## [Dataset entries]

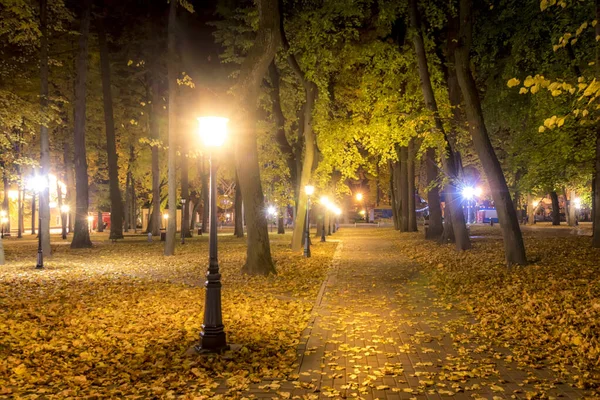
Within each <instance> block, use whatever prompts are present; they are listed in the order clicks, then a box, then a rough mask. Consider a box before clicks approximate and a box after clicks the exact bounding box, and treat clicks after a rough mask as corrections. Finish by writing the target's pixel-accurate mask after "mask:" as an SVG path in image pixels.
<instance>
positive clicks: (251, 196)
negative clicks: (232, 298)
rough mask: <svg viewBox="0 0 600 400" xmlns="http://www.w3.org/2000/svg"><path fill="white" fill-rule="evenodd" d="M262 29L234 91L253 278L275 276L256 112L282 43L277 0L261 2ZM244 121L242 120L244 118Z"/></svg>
mask: <svg viewBox="0 0 600 400" xmlns="http://www.w3.org/2000/svg"><path fill="white" fill-rule="evenodd" d="M257 5H258V9H259V13H258V15H259V18H260V20H259V28H258V32H257V36H256V40H255V42H254V46H252V48H251V49H250V51H249V53H248V55H247V56H246V58H245V59H244V62H243V63H242V65H241V67H240V73H239V76H238V82H237V84H236V85H235V87H234V88H233V89H232V93H235V94H236V96H237V99H238V102H239V104H238V109H241V110H244V111H245V115H244V116H243V117H242V118H243V119H244V120H245V121H246V124H247V125H246V129H244V130H243V132H245V134H244V135H241V136H240V137H238V138H236V167H237V171H238V174H239V179H240V184H241V187H242V198H243V201H244V212H245V217H246V225H247V226H248V230H247V234H248V239H247V244H248V245H247V253H246V263H245V264H244V266H243V268H242V271H243V272H245V273H248V274H251V275H258V274H260V275H268V274H271V273H275V265H274V264H273V260H272V258H271V245H270V242H269V232H268V228H267V219H266V214H265V212H264V209H265V204H264V196H263V191H262V185H261V182H260V169H259V165H258V149H257V138H256V119H255V111H256V107H257V105H258V96H259V90H260V85H261V83H262V80H263V77H264V76H265V73H266V72H267V69H268V68H269V64H271V62H272V61H273V57H274V56H275V52H276V50H277V47H278V45H279V41H280V34H279V30H280V26H279V10H278V1H277V0H258V1H257ZM242 118H241V119H242Z"/></svg>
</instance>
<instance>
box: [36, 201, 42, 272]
mask: <svg viewBox="0 0 600 400" xmlns="http://www.w3.org/2000/svg"><path fill="white" fill-rule="evenodd" d="M39 199H40V201H39V202H38V259H37V264H36V265H35V269H43V268H44V252H43V251H42V234H43V232H44V230H43V229H42V214H41V213H40V210H41V209H42V207H41V205H42V196H39Z"/></svg>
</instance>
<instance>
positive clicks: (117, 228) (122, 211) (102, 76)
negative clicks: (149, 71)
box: [98, 18, 123, 240]
mask: <svg viewBox="0 0 600 400" xmlns="http://www.w3.org/2000/svg"><path fill="white" fill-rule="evenodd" d="M98 44H99V46H100V69H101V71H100V72H101V76H102V99H103V103H104V126H105V129H106V155H107V158H108V187H109V192H110V235H109V239H113V240H116V239H123V200H122V198H121V189H120V188H119V160H118V156H117V144H116V140H115V121H114V116H113V101H112V91H111V84H110V78H111V77H110V61H109V56H108V45H107V43H106V32H105V30H104V21H103V20H102V18H99V19H98Z"/></svg>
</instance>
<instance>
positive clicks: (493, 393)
mask: <svg viewBox="0 0 600 400" xmlns="http://www.w3.org/2000/svg"><path fill="white" fill-rule="evenodd" d="M378 236H379V235H378V234H373V235H368V236H367V237H366V238H365V235H364V232H363V231H361V230H358V229H350V228H348V229H343V230H342V231H341V232H339V233H338V234H336V235H335V236H334V238H335V239H339V240H340V243H339V247H338V251H337V253H336V256H335V257H334V258H335V261H334V265H333V267H332V269H331V271H330V274H329V276H328V278H327V281H326V282H325V284H324V288H323V292H322V294H321V295H320V296H319V299H318V300H317V306H316V307H315V309H314V311H313V313H314V320H313V322H312V323H311V325H310V326H309V328H308V329H307V336H306V337H305V340H306V342H304V345H303V346H301V348H300V351H299V370H298V372H299V376H298V380H297V381H295V382H277V381H275V382H271V383H268V382H267V383H264V382H263V383H262V384H261V385H257V386H256V387H255V388H254V389H253V390H251V395H252V396H253V397H258V398H276V397H279V398H304V399H321V398H338V399H339V398H364V399H442V398H443V399H448V398H454V399H473V398H475V399H483V398H485V399H490V400H496V399H505V398H506V399H510V398H523V399H526V398H548V396H552V397H561V398H570V399H581V398H583V397H584V395H583V394H582V393H581V392H578V391H576V390H575V389H573V388H571V387H570V386H568V385H566V384H562V383H560V382H561V379H560V377H559V376H557V375H556V374H555V373H554V372H552V371H549V370H544V369H538V370H532V369H527V368H524V367H523V369H520V368H521V367H520V366H518V365H517V363H516V362H514V361H512V360H511V355H510V352H509V350H507V349H495V348H492V347H491V346H489V345H487V344H486V343H481V342H477V341H475V340H474V339H473V338H471V337H470V336H469V334H468V330H467V329H465V327H468V325H469V324H471V323H473V321H472V320H470V319H469V317H468V316H467V315H464V314H462V313H461V312H460V311H457V310H455V309H454V308H453V307H452V304H447V303H443V302H441V301H440V300H439V299H437V298H436V296H435V295H434V293H433V292H432V290H431V289H430V288H429V287H428V284H427V282H426V280H425V278H424V277H423V276H421V275H420V274H419V273H418V271H417V268H416V266H415V265H414V264H413V263H412V262H411V261H410V260H409V259H407V258H404V257H403V256H401V255H399V254H398V252H397V251H396V249H395V245H394V243H393V242H390V241H389V240H385V239H383V238H380V237H378Z"/></svg>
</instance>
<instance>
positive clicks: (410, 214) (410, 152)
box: [406, 139, 418, 232]
mask: <svg viewBox="0 0 600 400" xmlns="http://www.w3.org/2000/svg"><path fill="white" fill-rule="evenodd" d="M415 155H416V149H415V141H414V139H411V140H410V142H408V160H407V161H408V162H407V164H406V165H407V168H408V231H409V232H417V230H418V229H417V211H416V205H415Z"/></svg>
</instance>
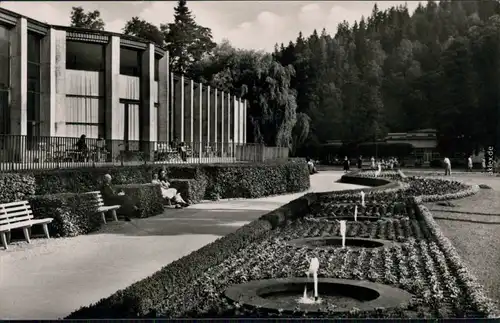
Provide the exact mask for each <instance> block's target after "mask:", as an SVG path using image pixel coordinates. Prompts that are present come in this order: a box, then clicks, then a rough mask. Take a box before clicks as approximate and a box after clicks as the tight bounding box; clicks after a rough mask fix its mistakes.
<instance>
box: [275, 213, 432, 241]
mask: <svg viewBox="0 0 500 323" xmlns="http://www.w3.org/2000/svg"><path fill="white" fill-rule="evenodd" d="M339 235H340V224H339V223H338V222H337V221H329V220H323V219H321V220H318V219H314V218H305V219H303V220H298V221H296V222H294V223H292V224H290V225H288V226H286V227H283V228H280V229H278V230H275V231H274V232H273V237H275V238H276V239H283V240H291V239H298V238H303V237H325V236H339ZM346 236H347V237H359V238H370V239H383V240H396V241H398V242H403V241H407V240H408V239H417V240H420V239H428V238H429V237H430V232H429V231H428V229H427V227H426V226H425V225H422V222H421V221H417V220H415V219H412V220H410V219H391V220H378V221H358V222H354V221H349V222H348V223H347V231H346Z"/></svg>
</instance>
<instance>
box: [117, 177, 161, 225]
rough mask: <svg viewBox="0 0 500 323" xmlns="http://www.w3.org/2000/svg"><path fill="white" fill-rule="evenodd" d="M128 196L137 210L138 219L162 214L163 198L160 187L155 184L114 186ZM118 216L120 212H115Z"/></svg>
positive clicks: (144, 184)
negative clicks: (139, 218) (160, 213)
mask: <svg viewBox="0 0 500 323" xmlns="http://www.w3.org/2000/svg"><path fill="white" fill-rule="evenodd" d="M116 188H117V189H121V190H123V191H124V192H125V194H126V195H127V196H129V197H130V198H131V199H132V200H133V201H134V203H135V205H136V206H137V207H138V208H139V210H140V213H139V214H138V216H139V217H140V218H147V217H150V216H154V215H158V214H160V213H162V212H163V197H162V195H161V188H160V185H156V184H127V185H116ZM117 212H118V214H119V213H120V210H118V211H117Z"/></svg>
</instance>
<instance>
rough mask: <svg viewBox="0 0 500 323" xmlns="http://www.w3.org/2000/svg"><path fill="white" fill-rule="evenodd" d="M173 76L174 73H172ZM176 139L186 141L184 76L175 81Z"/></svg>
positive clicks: (179, 140) (175, 119)
mask: <svg viewBox="0 0 500 323" xmlns="http://www.w3.org/2000/svg"><path fill="white" fill-rule="evenodd" d="M172 75H173V73H172ZM174 88H175V93H174V97H175V105H174V108H175V109H174V120H173V122H174V124H175V125H174V129H175V133H174V138H175V139H177V140H178V141H184V76H181V78H180V80H176V81H175V86H174Z"/></svg>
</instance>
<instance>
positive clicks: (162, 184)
mask: <svg viewBox="0 0 500 323" xmlns="http://www.w3.org/2000/svg"><path fill="white" fill-rule="evenodd" d="M152 183H153V184H160V185H161V193H162V196H163V198H164V199H166V200H167V201H173V202H174V203H175V204H176V205H178V206H180V207H183V206H188V205H189V204H188V203H186V201H184V199H183V198H182V196H181V194H180V193H179V192H177V190H176V189H175V188H172V187H170V183H169V182H168V178H167V172H166V171H165V170H164V169H162V170H160V171H159V172H158V174H154V175H153V181H152Z"/></svg>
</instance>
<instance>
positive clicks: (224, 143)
mask: <svg viewBox="0 0 500 323" xmlns="http://www.w3.org/2000/svg"><path fill="white" fill-rule="evenodd" d="M220 103H221V109H220V113H221V117H220V141H221V149H220V150H221V152H222V153H224V150H225V147H224V146H226V145H227V140H226V137H225V136H224V129H225V122H224V120H225V119H224V118H225V115H227V113H225V111H224V110H225V105H226V101H225V96H224V91H222V93H221V98H220ZM221 157H223V156H221Z"/></svg>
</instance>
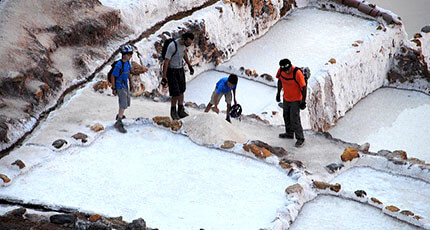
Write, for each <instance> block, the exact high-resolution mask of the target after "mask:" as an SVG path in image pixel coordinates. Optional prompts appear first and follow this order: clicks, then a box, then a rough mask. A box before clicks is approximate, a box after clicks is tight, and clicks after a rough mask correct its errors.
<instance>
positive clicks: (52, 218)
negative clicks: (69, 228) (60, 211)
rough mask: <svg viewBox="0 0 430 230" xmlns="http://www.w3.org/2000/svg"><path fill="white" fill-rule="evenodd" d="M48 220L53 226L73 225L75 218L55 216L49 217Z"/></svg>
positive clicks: (62, 215)
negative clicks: (70, 224) (50, 221)
mask: <svg viewBox="0 0 430 230" xmlns="http://www.w3.org/2000/svg"><path fill="white" fill-rule="evenodd" d="M49 220H50V221H51V223H53V224H60V225H62V224H73V223H75V220H76V217H75V216H73V215H68V214H57V215H52V216H50V217H49Z"/></svg>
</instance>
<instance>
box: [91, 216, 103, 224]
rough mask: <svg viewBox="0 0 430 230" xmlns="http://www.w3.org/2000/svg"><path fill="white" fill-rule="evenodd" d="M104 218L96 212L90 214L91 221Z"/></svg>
mask: <svg viewBox="0 0 430 230" xmlns="http://www.w3.org/2000/svg"><path fill="white" fill-rule="evenodd" d="M101 218H102V216H100V215H99V214H94V215H91V216H90V221H91V222H93V223H94V222H97V221H98V220H100V219H101Z"/></svg>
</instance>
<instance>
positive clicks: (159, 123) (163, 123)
mask: <svg viewBox="0 0 430 230" xmlns="http://www.w3.org/2000/svg"><path fill="white" fill-rule="evenodd" d="M152 121H154V123H155V124H157V125H162V126H164V127H166V128H170V124H171V123H172V120H171V119H170V117H162V116H155V117H153V118H152Z"/></svg>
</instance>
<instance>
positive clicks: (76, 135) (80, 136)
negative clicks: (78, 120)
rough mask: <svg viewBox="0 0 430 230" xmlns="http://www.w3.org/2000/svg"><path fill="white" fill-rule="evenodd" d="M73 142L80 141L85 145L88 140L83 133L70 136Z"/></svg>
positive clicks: (86, 135) (85, 135) (78, 133)
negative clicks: (70, 136) (73, 139)
mask: <svg viewBox="0 0 430 230" xmlns="http://www.w3.org/2000/svg"><path fill="white" fill-rule="evenodd" d="M72 137H73V138H74V139H75V140H81V142H82V143H86V142H87V141H88V140H87V138H88V135H86V134H85V133H81V132H79V133H76V134H75V135H73V136H72Z"/></svg>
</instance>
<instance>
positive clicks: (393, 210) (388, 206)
mask: <svg viewBox="0 0 430 230" xmlns="http://www.w3.org/2000/svg"><path fill="white" fill-rule="evenodd" d="M385 209H387V210H389V211H391V212H398V211H400V209H399V208H398V207H396V206H394V205H389V206H387V207H385Z"/></svg>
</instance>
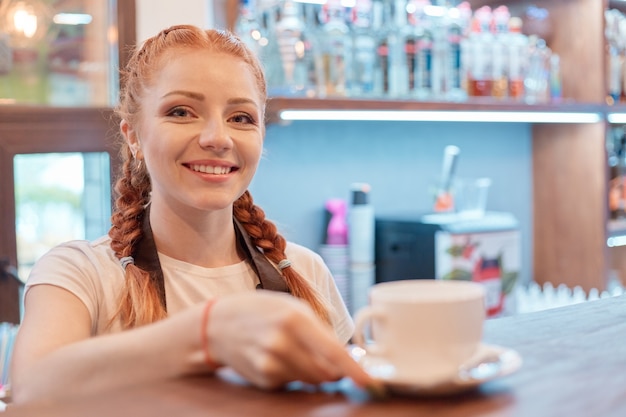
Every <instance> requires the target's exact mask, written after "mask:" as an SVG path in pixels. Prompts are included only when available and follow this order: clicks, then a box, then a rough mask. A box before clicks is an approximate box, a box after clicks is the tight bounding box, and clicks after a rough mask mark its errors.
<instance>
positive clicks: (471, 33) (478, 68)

## [Aim of the task]
Only the lines from the line with "negative clicks: (70, 136) (73, 139)" through the end of the records belong in your copy. Repeat them exactly, without pictures.

## [Task result]
negative clicks: (70, 136) (73, 139)
mask: <svg viewBox="0 0 430 230" xmlns="http://www.w3.org/2000/svg"><path fill="white" fill-rule="evenodd" d="M72 137H73V138H74V139H75V140H81V142H82V143H86V142H87V141H88V140H87V138H88V135H86V134H85V133H81V132H79V133H76V134H75V135H73V136H72Z"/></svg>
</instance>
<instance>
positive clicks: (393, 210) (388, 206)
mask: <svg viewBox="0 0 430 230" xmlns="http://www.w3.org/2000/svg"><path fill="white" fill-rule="evenodd" d="M385 209H387V210H389V211H391V212H398V211H400V209H399V208H398V207H396V206H394V205H389V206H387V207H385Z"/></svg>
</instance>
Every <instance> requires the target's exact mask, written after "mask:" as an SVG path in pixels. Prompts are included only when available and follow this order: clicks, then a box, then a rough mask. A box before clicks is an approximate box, a box after clicks is the tight bounding box, and clicks after a rough mask mark its errors.
<instance>
positive clicks: (471, 33) (478, 68)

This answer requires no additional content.